**EXPLORE THE MATERIAL:**
- a) In the article about JP Saxe, what prize did Saxe win at the 2021 Juno Awards?
- b) Continue the article about JP Saxe and his song If The World Was Ending from the point where it stops.
[[ PAGE TEXT, beginning ]]
JP Saxe writing about
How writing about the apocalypse changed my life

Eleven years ago, JP Saxe volunteered for a job as a “crowd enthusiasm human” at the Juno Awards, Canada’s equivalent to the Brits.

That night, he stood in Newfoundland’s Mile One Stadium and cheered as Michael Bublé, Barenaked Ladies and Justin Bieber took to the stage. But it was Drake, who won best new artist, that left the biggest impression.

“I think he might be in my top three, if not my favourite, songwriters of the last 20 years,” says Saxe.

Fast forward to the 2021 Juno Awards. Drake was named artist of the decade and Saxe was no longer a seat filler. In fact, he inherited the new artist prize, accepting his award from “the same house where I was a 21-year-old living on ramen”, thanks to Covid-related restrictions.

“So things are looking up,” he says. “All I can say is that, 10 years from now, I’m trying to be Drake.”

He owes his victory to If The World Was Ending – an eerily-prescient pop ballad, in which a couple wonder whether the apocalypse would force them to reunite.

If the world was ending, you’d come over, right?/ The sky’d be fallin’ and I’d hold you tight/ And there wouldn’t be a reason whyWe wouldn’t even have to say goodbye.”

Written and released before the pandemic, it resonated hard as the world shut down, eventually going platinum in December 2020; and earning a song of the year nomination at the Grammys.

The title dates back to 2018. Saxe wrote it for another song called 4:30 In Toronto, but edited it out and stored it in his journal. Then, on 5 July 2019, a magnitude 7.1 earthquake struck Los Angeles, the biggest in the region for 20 years. Saxe, who was stuck in traffic, remembered the words and dug them out as soon as he got home.

Around the same time, he received an Instagram message from Julia Michaels, one of pop’s most in-demand songwriters, with credits for Justin Bieber, Dua Lipa and Britney Spears. She’d heard one of Saxe’s earlier songs and wanted to hook up. He knew instantly what song they should work on.

“I really wanted to bring my A-game because she’s my favourite songwriter and I wanted to impress her,” he says.

By the time they hit the studio, Saxe’s emotions were stripped raw. Days earlier, he’d been in Toronto with his mother, as doctors told her she had terminal cancer.

“There’s a kind of reverence that that comes with that sort of life-altering news,” he says. “Without that, I don’t know how that song would have turned out.”
[[ PAGE TEXT, end ]]
[[ DATA SECTION, beginning ]]
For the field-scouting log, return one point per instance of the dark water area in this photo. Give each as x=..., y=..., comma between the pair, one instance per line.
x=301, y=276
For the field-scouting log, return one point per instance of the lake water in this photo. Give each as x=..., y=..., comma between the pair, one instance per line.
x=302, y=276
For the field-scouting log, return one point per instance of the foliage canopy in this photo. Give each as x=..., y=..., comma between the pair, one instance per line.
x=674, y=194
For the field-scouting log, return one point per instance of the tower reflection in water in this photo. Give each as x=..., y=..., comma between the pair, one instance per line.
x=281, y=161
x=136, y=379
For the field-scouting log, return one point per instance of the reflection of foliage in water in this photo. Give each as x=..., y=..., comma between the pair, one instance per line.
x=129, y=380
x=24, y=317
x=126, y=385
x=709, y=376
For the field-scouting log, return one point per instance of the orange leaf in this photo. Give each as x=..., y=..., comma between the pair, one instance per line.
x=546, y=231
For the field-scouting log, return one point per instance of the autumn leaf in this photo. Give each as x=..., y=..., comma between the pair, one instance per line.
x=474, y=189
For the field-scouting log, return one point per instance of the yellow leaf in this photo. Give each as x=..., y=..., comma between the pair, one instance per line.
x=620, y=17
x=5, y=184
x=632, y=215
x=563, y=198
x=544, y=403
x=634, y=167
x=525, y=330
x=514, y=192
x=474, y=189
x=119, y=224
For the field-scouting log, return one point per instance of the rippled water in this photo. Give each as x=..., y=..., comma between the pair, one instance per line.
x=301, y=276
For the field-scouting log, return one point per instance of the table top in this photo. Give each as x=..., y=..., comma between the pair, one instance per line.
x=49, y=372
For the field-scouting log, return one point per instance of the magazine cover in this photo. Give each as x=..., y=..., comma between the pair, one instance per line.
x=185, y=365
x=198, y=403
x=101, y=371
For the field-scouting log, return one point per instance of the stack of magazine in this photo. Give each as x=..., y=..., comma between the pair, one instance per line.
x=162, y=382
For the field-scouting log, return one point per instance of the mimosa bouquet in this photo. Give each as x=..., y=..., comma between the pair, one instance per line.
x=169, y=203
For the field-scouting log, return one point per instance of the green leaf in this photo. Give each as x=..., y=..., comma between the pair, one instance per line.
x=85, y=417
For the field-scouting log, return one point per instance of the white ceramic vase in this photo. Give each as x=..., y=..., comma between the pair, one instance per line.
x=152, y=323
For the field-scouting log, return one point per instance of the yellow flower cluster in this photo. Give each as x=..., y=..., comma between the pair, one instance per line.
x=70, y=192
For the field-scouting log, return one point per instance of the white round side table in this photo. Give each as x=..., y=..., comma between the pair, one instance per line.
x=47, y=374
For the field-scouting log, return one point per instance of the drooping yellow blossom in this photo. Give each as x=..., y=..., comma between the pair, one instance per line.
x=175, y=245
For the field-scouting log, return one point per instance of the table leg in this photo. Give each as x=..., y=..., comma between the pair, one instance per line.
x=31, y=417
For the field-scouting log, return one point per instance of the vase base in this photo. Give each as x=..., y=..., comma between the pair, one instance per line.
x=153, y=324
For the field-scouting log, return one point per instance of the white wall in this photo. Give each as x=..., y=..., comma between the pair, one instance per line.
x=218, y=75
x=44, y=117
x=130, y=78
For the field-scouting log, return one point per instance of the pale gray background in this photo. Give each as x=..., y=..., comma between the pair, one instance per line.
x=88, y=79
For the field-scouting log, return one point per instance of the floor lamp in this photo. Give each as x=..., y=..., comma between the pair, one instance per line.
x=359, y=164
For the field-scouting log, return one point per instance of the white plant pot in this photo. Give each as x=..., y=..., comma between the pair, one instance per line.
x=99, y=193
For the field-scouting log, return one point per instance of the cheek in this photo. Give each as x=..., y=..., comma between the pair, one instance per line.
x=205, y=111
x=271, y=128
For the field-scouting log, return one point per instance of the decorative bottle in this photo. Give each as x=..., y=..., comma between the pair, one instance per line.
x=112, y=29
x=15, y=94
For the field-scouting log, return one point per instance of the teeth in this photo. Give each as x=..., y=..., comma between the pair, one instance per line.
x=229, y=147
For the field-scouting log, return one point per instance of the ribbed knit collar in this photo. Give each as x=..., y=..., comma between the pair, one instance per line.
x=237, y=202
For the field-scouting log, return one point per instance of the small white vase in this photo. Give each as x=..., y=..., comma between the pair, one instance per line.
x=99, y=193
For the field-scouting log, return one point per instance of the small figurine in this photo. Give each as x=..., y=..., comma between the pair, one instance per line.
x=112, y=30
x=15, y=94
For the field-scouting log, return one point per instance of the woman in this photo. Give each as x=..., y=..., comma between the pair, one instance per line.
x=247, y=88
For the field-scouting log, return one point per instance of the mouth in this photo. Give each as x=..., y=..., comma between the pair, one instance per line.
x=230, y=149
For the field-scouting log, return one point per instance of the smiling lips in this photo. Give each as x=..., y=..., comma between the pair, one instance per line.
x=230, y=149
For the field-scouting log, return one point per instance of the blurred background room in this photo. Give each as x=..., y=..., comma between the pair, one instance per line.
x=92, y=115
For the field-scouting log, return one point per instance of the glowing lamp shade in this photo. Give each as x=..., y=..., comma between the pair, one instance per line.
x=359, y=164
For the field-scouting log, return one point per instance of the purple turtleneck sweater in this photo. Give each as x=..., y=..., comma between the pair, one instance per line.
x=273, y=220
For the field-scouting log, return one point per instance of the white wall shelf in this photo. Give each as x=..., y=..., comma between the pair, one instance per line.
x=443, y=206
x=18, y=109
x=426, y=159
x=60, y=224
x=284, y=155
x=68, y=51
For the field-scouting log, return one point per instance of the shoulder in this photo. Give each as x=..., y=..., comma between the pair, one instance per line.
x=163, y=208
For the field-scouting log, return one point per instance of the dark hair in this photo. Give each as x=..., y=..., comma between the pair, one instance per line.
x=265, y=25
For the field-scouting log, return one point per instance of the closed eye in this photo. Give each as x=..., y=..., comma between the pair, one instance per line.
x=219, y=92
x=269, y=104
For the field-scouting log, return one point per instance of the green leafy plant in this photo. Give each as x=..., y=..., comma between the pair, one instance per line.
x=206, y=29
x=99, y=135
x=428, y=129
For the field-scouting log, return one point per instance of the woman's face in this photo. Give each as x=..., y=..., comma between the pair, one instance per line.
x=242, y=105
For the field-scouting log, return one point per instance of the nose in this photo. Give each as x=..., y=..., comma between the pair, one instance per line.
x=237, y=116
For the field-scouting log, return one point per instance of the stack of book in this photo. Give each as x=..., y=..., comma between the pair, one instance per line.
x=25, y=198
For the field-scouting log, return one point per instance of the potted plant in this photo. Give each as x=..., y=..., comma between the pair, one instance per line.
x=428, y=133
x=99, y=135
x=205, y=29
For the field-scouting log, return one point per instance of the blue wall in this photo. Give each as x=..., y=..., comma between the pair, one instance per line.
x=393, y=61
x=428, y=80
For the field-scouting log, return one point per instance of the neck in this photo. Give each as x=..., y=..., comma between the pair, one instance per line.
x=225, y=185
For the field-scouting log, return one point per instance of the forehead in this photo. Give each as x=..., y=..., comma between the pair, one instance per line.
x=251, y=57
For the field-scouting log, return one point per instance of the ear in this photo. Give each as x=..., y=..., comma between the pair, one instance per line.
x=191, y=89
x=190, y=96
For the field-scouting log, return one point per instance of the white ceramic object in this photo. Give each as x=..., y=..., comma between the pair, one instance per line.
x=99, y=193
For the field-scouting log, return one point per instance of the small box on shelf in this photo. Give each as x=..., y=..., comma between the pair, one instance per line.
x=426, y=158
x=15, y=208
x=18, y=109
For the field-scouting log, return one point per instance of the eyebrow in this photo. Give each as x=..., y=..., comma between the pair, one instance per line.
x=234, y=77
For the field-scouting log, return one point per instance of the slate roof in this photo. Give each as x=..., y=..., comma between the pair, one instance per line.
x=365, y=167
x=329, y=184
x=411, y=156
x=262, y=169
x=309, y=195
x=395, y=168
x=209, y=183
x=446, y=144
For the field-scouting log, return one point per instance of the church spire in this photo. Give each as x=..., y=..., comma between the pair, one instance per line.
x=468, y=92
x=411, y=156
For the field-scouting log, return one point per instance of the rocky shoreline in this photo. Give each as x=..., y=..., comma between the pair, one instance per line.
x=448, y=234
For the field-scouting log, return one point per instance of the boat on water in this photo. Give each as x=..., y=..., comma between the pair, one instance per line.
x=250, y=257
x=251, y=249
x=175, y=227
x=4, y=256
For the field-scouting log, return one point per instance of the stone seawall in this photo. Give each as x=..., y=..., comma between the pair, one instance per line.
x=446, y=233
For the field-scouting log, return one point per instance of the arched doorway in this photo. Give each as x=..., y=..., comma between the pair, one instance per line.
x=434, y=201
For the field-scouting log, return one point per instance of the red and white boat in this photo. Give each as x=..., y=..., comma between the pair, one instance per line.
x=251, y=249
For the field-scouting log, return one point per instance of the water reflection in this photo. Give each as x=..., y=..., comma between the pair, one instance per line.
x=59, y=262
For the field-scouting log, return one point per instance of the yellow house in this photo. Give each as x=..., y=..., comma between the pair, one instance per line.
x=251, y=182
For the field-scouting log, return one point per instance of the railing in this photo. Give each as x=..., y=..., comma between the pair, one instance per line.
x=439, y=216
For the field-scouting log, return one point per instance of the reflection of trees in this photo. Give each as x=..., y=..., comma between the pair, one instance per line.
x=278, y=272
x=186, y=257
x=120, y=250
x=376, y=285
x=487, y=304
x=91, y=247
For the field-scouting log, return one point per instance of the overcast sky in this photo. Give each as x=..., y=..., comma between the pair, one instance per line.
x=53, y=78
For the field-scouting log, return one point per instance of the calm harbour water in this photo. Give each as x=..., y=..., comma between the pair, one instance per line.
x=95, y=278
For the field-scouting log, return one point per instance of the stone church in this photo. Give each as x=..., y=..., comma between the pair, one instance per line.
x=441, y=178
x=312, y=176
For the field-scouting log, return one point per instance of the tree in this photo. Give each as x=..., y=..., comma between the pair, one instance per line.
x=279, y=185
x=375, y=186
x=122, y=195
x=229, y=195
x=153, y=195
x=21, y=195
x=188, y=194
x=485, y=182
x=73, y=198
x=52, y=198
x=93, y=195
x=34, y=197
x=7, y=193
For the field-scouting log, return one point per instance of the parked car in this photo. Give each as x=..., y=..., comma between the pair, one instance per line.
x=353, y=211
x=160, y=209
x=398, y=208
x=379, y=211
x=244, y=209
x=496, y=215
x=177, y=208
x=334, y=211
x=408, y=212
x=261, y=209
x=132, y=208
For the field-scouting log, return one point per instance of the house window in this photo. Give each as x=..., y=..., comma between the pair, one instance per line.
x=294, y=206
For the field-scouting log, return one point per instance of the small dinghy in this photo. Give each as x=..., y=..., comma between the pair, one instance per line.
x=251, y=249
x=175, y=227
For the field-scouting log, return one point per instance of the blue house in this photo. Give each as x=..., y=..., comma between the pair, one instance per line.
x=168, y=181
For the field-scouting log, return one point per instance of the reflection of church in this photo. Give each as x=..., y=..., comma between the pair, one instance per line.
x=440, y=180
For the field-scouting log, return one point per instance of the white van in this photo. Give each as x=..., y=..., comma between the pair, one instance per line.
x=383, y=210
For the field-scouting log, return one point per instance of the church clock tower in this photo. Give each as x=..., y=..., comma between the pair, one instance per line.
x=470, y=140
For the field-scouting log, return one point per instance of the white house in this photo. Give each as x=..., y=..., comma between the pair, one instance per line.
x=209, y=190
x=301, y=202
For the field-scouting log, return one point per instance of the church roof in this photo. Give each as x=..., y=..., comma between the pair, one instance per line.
[[ DATA SECTION, end ]]
**SET OF ANSWERS:**
- a) The new artist prize.

- b)
Sat side-by-side with Michaels at a piano, the music and lyrics spilled out “magically quickly”. Then she ended up singing the second verse, turning it into a duet, because Saxe couldn’t get his timing right.

“Julia got all frustrated, and came into the [vocal] booth and said, ‘Let me show you how to sing it and then you can copy my phrasing’,” he recalls.

“And I was like, ‘I’m not coming back, you’re singing the whole song’. And, like a rock star, she sang it two times and left.”

The track did moderately well on its first release in October 2019, but lockdown turned it into a smash.

“Suddenly we were all thinking, ‘those reasons that I don’t talk to my parent don’t matter anymore’,” says Saxe. “Or that the petty argument with one of my best friends, that led us to not talking for the last four months, seems stupid now.

“That was such a present emotion for me, and for almost everyone I know. We had just happened to write about it when it wasn’t quite as relevant yet.”

Over the last year, he’s been contacted by dozens of fans who repaired relationships after hearing the song, as well as conspiracy theorists who accused him of having advance knowledge of the pandemic (“I don’t even know what the Illuminati is,” he jokes).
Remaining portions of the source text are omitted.